** TEXTO PROPORCIONADO **
Hablemos de los zapatos. Otro cliché, lo sé, pero aún así, hablemos de ellos ¿Tienen hijos? ¿Hermanos menores? ¿Conocen el tamaño de sus zapatos? Encontrarán otros del mismo tamaño en Auschwitz. Entremos, y su ojo los identificará; es todo lo que queda de alguien que nunca calzó zapatos más grandes. Imaginemos matar a un niño y luego mirar sus zapatos. Diez niños, y sus zapatos. Cien niños, y sus zapatos, o mil. ¿Acaso una pequeña parte de cada uno de nosotros pensaría que todo el mal en el mundo podría ser detenido, para siempre, si alguien hubiese mirado, detenidamente al par de zapatos de un pequeño? Hablemos de que ese no es el caso. Porque no lo es, ¿no es cierto?
Cuando hablamos del Holocausto tendemos a categorizar. Por un lado ponemos a los judíos, los gitanos, los homosexuales y disidentes. Por el otro, a los alemanes, y sus diversos ayudantes; ya sean polacos, ucranianos o franceses. Sin embargo, ¿qué sentido tiene eso? ¿Hay algo particularmente judío sobre un pequeño pie en un zapatito? ¿Hay algo particularmente alemán en colocar un ladrillo sobre otro?
No es extraño que las víctimas del Holocausto sientan que esto es suyo, ya que todo esto les sucedió a ellos. Para un judío o un gitano y muchos más, el Holocausto no es algo intangible, teórico o un artículo de fe, sino un niño que fue asesinado a los siete años, que nunca llegó a ser tu tío, una y otra vez.
Sin embargo, me parece que el verdadero horror de esos millones de muertos, no es el horror de lo que una tribu fue capaz de hacer a los demás. Se trata de lo que la gente hizo a otra gente. En mi opinión, pensar que la configuración de estas tribus era inevitable, o incluso terriblemente importante es un verdadero acto de parcialidad. Cualquiera pudo haberlo perpetrado contra cualquier otro. Es parte de lo que los humanos llegan a hacer. Hablemos de eso. Hablemos acerca de qué lado estaríamos si algo así volviese a suceder. Y hablemos de lo seguros que estamos.

** Entradas de datos recopiladas **

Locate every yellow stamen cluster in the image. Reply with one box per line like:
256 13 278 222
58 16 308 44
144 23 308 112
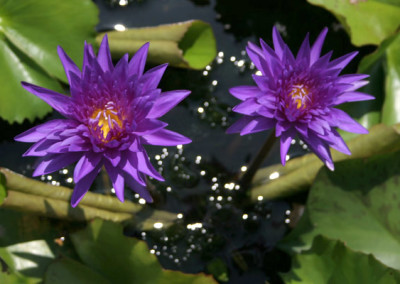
92 109 122 140
289 84 309 109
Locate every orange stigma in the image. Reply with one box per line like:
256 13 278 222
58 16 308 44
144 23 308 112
91 103 122 141
289 84 309 109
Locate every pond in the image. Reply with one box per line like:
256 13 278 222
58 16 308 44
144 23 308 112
0 0 384 283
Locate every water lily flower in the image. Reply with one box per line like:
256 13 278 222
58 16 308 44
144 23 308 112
227 27 374 170
15 36 191 207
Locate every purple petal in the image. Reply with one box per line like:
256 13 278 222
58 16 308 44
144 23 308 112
74 152 102 182
141 129 192 146
125 175 153 203
229 86 264 101
140 63 168 90
97 35 114 72
308 120 325 135
246 42 264 71
296 33 310 65
82 41 95 73
275 121 292 137
336 74 369 84
71 164 102 207
112 54 129 82
14 119 71 142
257 106 275 118
21 82 71 117
33 153 82 177
301 135 334 171
280 131 294 166
132 119 168 135
121 153 146 186
57 46 81 84
310 28 328 66
331 108 368 134
320 129 351 155
22 138 58 157
240 116 275 136
226 116 253 134
333 92 375 105
312 51 333 69
104 149 121 167
329 51 358 70
232 98 261 115
146 90 190 118
104 162 125 202
272 26 285 59
128 42 150 78
128 152 164 181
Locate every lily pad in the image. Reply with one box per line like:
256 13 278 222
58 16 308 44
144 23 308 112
0 0 98 123
101 20 217 69
71 220 217 284
308 0 400 46
0 208 76 283
281 152 400 269
44 258 112 284
282 236 400 284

** CONSIGNA **
Copia literalmente el fragmento del texto sobre el Holocausto que empieza con "Sin embargo, me" y continúa hasta "seguros que estamos.". Las líneas de datos no hacen falta para resolver nada.

** RESPUESTA **
Sin embargo, me parece que el verdadero horror de esos millones de muertos, no es el horror de lo que una tribu fue capaz de hacer a los demás. Se trata de lo que la gente hizo a otra gente. En mi opinión, pensar que la configuración de estas tribus era inevitable, o incluso terriblemente importante es un verdadero acto de parcialidad. Cualquiera pudo haberlo perpetrado contra cualquier otro. Es parte de lo que los humanos llegan a hacer. Hablemos de eso. Hablemos acerca de qué lado estaríamos si algo así volviese a suceder. Y hablemos de lo seguros que estamos.